=== TASK PROMPT ===
Pull out every one of the records below and reproduce each line word for word.

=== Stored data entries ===

──────────

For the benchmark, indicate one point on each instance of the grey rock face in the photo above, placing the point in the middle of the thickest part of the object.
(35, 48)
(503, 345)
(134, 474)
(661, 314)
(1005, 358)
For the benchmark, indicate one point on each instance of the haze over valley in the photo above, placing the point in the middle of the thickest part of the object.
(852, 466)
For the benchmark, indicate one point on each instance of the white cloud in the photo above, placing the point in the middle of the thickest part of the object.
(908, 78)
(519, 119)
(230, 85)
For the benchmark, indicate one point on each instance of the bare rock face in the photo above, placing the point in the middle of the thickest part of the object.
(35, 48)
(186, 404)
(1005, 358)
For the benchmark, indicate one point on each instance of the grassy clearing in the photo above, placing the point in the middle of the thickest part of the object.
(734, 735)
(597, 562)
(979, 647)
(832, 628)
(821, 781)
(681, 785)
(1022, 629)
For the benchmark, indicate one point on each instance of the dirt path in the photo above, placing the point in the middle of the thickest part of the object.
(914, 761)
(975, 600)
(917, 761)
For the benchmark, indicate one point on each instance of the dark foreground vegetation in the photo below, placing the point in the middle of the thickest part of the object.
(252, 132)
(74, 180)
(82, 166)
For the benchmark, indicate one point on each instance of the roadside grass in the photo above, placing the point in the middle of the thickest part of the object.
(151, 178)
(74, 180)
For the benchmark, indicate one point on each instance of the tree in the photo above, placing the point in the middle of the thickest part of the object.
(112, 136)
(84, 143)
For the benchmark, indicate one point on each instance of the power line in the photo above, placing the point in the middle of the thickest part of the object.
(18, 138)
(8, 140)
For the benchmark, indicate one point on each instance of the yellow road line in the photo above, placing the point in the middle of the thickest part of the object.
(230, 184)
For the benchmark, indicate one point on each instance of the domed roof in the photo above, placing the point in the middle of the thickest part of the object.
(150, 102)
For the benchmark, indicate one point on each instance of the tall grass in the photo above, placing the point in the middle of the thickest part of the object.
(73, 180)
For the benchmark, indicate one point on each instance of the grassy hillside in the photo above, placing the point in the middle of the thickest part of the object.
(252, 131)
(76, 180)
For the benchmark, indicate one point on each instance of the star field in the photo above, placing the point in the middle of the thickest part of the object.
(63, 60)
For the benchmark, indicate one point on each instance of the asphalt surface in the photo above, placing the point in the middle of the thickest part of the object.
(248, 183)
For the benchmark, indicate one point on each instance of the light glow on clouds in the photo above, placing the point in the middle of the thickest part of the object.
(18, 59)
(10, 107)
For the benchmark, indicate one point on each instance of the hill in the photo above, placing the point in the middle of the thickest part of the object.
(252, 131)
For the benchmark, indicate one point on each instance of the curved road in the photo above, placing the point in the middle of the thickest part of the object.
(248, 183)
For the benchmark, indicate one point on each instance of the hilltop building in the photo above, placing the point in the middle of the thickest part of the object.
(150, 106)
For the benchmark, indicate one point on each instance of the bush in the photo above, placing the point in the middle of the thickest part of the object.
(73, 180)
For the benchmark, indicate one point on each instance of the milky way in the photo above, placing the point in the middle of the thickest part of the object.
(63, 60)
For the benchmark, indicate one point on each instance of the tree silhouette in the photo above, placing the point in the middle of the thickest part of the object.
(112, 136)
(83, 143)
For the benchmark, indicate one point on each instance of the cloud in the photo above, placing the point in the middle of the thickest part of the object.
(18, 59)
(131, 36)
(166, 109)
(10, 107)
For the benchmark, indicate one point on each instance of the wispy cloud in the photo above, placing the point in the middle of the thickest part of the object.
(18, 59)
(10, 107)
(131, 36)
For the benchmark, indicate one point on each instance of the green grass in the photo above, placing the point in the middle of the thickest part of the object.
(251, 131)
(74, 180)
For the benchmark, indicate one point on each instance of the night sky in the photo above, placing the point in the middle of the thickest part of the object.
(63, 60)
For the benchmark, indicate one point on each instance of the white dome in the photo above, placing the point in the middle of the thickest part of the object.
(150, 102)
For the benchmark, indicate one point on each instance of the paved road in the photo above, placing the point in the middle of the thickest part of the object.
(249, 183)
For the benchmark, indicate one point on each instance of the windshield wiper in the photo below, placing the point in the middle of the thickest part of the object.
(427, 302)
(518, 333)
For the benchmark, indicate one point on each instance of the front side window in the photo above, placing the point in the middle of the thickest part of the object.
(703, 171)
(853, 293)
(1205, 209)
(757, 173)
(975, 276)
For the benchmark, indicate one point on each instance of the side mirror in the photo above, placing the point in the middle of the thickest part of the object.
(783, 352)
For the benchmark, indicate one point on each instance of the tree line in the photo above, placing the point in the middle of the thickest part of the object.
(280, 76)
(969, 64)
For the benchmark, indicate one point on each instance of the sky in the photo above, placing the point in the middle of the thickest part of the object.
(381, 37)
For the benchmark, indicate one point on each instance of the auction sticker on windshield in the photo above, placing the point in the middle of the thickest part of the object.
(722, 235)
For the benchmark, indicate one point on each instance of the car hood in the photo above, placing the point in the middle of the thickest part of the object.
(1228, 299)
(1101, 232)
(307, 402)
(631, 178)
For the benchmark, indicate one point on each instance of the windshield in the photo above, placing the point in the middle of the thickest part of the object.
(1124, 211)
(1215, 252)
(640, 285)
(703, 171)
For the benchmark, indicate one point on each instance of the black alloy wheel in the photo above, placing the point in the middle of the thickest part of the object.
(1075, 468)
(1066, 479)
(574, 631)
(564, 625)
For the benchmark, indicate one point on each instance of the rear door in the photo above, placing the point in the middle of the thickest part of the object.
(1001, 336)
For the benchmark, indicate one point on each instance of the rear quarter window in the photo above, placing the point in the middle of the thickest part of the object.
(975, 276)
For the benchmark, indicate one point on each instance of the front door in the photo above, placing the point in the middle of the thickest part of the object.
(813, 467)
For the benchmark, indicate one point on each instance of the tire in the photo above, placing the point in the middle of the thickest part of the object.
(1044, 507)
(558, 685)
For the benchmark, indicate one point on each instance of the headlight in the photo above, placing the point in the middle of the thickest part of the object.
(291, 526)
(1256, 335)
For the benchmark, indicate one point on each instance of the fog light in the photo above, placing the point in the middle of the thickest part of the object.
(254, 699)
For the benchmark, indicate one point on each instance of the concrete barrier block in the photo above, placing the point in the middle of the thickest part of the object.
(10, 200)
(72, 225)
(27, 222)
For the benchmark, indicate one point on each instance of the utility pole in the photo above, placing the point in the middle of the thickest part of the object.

──────────

=== RESPONSE BELOW ===
For the benchmark, indicate one point on each instance of the grey rock face in the photo above, placing the point in the middle of the thickest part of the object.
(35, 48)
(503, 345)
(134, 474)
(661, 314)
(1005, 358)
For the benchmark, indicate one point on each instance of the haze over valley in the photo above, placing the point in the middle of the thickest part of the object.
(852, 466)
For the benchmark, indicate one point on each instance of the white cloud in the photo above, placing the point in the middle of the thickest part of the object.
(908, 78)
(519, 119)
(230, 85)
For the benchmark, indicate one point on each instance of the bare rock face in the photo above, placing the point in the middle of the thickest part of the object.
(35, 48)
(186, 404)
(1005, 358)
For the benchmark, indicate one point on each instance of the grassy clearing in the photo above, placing the point in the middle of the thickest part of the object.
(734, 735)
(597, 562)
(979, 647)
(832, 628)
(821, 781)
(681, 785)
(1022, 629)
For the benchmark, indicate one point on each instance of the dirt path in the photo above, placing the point in the middle of the thickest part of the object.
(914, 761)
(975, 600)
(917, 761)
For the benchmark, indicate one point on each instance of the dark foreground vegetation in the photo below, placing the point in the middle of the thickest part of the object.
(252, 132)
(74, 180)
(82, 166)
For the benchmark, indicate one point on each instance of the roadside grass in the photo above, placing the point in the middle of the thickest part of the object.
(151, 178)
(74, 180)
For the benchmark, indicate one point on each instance of the tree in the photo above, placing the point in the middle of the thickest part of the object.
(112, 136)
(84, 143)
For the benchmark, indicate one point on each instance of the power line in the photo above, placing the point in the middle of the thickest part of the object.
(18, 138)
(8, 140)
For the benchmark, indicate one point on each instance of the yellow road line in the photo above, placing the point in the middle of the thickest part of the object.
(230, 184)
For the benchmark, indicate one point on each instance of the domed roof in the photo above, placing the point in the middle of the thickest part of the object.
(150, 102)
For the benchmark, indicate one point on each instance of the tall grass in the photo above, placing the point in the middle of the thickest part of the object.
(73, 180)
For the benchmark, indicate one point on each instance of the grassy hillside in the photo above, placing the point in the middle of the thickest part of the object.
(252, 131)
(76, 180)
For the benchmark, indicate one point on each instance of the star field in the photo above, placing the point in the middle of the thickest part of the object.
(63, 60)
For the benchmark, indicate one point on each instance of the asphalt surface in the photo above, placing the point in the middle of the thickest part of the object.
(248, 183)
For the benchmark, indicate one point on each instance of the light glow on clouds in the photo above, placing the point in the middle of the thickest part of the object.
(18, 59)
(10, 107)
For the benchmark, indicate one point on each instance of the hill in the photo above, placing the point in the middle of the thickest part of the object.
(252, 131)
For the benchmark, indicate one point on each instance of the curved road in the photo above, placing the point in the middle of the thickest part of the object.
(248, 183)
For the benchmark, indicate one point on each instance of the hilltop building in the photo above, placing the point in the middle of the thickest part of the object.
(150, 106)
For the benchmark, indicate one point on each instance of the bush in the photo above, placing the point in the middle of the thickest part of the object.
(73, 180)
For the benchmark, indicate one point on each instance of the milky way in the photo above, placing the point in the middle of the thickest part of the object.
(63, 60)
For the benchmark, indicate one point on each instance of the tree silhouette in the photo above, placing the point in the middle of the thickest part of the object.
(112, 136)
(83, 143)
For the benchmark, indicate one point on each instance of the cloud in the photo above, placing the point in the middle of the thickest part of the object.
(18, 59)
(131, 36)
(166, 109)
(10, 107)
For the benchmark, indicate one point on each instance of the wispy cloud in the photo above, placing the point in the middle of the thickest part of the object.
(18, 59)
(10, 107)
(131, 36)
For the benchmark, indicate one point on each instance of the green grass in the photo above, placing the point in the middle of the thickest part of the object.
(251, 131)
(74, 180)
For the benchmark, indicate one point on each instance of the night sky in the photo above, placing the point in the middle of the thickest part of the object.
(63, 60)
For the benchmark, indicate one point on each instance of the white dome in the photo above, placing the point in the middle of the thickest part of the object.
(150, 102)
For the benchmark, indicate one point on each instance of the paved road in the photo above, placing the point in the middle of the thickest part of the object.
(249, 183)
For the benchmark, indicate one point on each instance of the windshield wiper in the photo below, placing the point in the middle of the thickest part of the object.
(427, 302)
(518, 333)
For the benchmark, indicate one point on each instance of the front side window in the photo above, placing the point in the middle of the thickest part of the object.
(703, 171)
(853, 293)
(1205, 209)
(757, 173)
(975, 276)
For the benchmark, indicate one point on each instance of the side mirror in the photo above, placing the point in the middle of the thickest part of the object.
(783, 352)
For the benchmark, indicate one point on each instance of the tree line in the photo above, placing the point in the middle of the thickest part of the object.
(280, 76)
(969, 64)
For the benchmark, indicate one point on each instance of the sky in the photo above, placing the point in the middle of the thickest part of the object.
(381, 37)
For the benchmark, indicate one point on each instance of the auction sticker on windshield in the photo above, placing the point in the middle of the thickest part of the object.
(722, 235)
For the benchmark, indicate one point on each instance of the car hood in the photo above, placing the point in the middle of the thickest part of the object.
(1228, 299)
(1101, 232)
(307, 402)
(631, 178)
For the benchmark, indicate one point on each instance of the windshield in the photo above, placing the point in the middle of the thickest part of the object.
(1124, 211)
(1215, 252)
(640, 285)
(703, 171)
For the benchmark, indicate one point on each instance of the black alloy wheel in the photo above, placing the point in the middle of the thickest part of the object.
(1075, 468)
(1066, 479)
(574, 631)
(564, 625)
For the benchmark, indicate one point on each instance of the rear door in the photo above, placing the point in the middle of the thickest part of the object.
(1001, 336)
For the benchmark, indicate one point on each instance of the rear quarter window in the photo above, placing the point in the middle of the thickest part of the object.
(975, 276)
For the benchmark, indicate one point on each instance of the front door in the photo above, placing the point in the middle of the thickest part of the object.
(813, 467)
For the benchmark, indicate one point on each instance of the tire in the photo above, placing the point in the middle of the thickest part of the object.
(1044, 507)
(558, 685)
For the benchmark, indicate one point on each instance of the headlight in the photo above, placing the point in the middle of the thickest part of the object.
(291, 526)
(1256, 335)
For the benchmark, indicate one point on each instance of the fog light in the photo above, placing the point in the middle of the thickest part of the object.
(254, 699)
For the benchmark, indicate one point on each instance of the concrete barrier block in the photo above, placing the point in the middle of the thickest part of the object.
(10, 200)
(72, 225)
(27, 222)
For the benchmark, indicate one point on each instance of the utility pole in the photo above, placing the point in the middle of the thickest part of the object.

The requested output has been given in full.